▶ _Written task_:
Put the part of the records that opens with the line containing "Detect all occurrences of lake water here." and runs through the end of the records into a two-column CSV with columns request and answer, one row per request. Enclose each field in quotes and replace line breaks with spaces.

--- Begin Data to process ---

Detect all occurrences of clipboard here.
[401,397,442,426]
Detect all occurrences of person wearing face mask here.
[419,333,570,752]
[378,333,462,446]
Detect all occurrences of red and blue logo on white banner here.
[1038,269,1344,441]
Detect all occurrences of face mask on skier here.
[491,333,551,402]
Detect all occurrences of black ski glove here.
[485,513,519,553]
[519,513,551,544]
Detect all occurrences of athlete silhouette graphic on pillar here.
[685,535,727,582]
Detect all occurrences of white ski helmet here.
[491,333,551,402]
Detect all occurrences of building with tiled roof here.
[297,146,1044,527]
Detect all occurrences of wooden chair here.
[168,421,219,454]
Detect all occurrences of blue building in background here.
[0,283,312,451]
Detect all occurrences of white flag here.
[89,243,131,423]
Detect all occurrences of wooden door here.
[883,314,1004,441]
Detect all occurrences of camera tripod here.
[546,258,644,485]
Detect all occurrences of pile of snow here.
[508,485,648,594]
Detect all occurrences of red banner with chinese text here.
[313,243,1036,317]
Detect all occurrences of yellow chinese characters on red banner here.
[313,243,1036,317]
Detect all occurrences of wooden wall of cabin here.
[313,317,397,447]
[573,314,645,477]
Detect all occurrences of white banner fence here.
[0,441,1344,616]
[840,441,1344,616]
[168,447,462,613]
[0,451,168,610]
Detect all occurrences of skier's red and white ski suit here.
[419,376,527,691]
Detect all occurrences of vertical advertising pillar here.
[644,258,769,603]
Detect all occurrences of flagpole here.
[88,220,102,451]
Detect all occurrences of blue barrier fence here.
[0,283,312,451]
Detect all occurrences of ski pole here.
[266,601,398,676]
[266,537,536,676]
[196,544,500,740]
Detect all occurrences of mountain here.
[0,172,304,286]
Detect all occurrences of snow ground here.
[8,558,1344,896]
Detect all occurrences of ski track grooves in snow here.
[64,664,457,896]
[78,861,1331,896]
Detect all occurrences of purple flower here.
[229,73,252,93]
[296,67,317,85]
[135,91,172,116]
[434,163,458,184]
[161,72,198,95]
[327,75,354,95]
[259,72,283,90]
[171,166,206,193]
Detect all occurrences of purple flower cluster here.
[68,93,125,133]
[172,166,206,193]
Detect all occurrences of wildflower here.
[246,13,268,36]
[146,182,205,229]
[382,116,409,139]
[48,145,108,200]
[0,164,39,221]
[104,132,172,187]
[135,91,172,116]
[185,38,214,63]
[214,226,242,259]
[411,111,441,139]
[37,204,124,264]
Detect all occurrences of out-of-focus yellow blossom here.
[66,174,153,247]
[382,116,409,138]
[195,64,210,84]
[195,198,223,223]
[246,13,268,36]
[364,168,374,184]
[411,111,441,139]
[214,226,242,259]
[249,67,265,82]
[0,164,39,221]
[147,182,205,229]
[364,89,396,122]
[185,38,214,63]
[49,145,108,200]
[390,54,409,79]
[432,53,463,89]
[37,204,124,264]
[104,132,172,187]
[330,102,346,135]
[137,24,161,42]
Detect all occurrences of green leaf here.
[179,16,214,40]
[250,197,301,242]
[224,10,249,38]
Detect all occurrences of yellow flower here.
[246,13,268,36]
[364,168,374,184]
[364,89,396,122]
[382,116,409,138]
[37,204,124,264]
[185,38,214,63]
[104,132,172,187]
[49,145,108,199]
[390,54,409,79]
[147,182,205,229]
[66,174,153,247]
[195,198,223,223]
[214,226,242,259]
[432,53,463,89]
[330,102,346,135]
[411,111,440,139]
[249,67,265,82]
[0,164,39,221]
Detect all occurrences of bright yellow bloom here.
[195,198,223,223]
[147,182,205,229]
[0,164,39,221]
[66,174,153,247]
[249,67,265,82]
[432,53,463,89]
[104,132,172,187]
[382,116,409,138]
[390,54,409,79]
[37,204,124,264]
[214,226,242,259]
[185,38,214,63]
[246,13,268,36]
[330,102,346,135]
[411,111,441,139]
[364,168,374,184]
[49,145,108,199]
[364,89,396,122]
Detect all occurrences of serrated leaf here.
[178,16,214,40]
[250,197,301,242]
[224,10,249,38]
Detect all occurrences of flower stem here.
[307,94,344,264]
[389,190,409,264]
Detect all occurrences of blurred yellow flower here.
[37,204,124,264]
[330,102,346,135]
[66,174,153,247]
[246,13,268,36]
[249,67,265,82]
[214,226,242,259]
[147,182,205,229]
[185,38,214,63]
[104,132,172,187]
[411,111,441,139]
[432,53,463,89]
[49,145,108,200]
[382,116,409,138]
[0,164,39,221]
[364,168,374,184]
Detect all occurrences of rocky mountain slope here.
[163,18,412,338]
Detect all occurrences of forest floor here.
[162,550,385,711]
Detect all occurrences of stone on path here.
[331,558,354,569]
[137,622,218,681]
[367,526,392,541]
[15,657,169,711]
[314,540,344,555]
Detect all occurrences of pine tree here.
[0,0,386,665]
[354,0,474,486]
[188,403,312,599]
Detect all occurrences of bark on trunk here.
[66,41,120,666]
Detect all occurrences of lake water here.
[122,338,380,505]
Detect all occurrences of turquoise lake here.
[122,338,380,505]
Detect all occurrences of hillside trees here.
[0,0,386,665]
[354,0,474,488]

--- End Data to process ---

▶ _Response for this exercise_:
request,answer
"Detect all occurrences of lake water here.","[122,338,380,505]"
"Detect all occurrences of turquoise lake here.","[122,338,380,505]"
"Detect all occurrences of hillside trees here.","[0,0,386,665] [354,0,474,488]"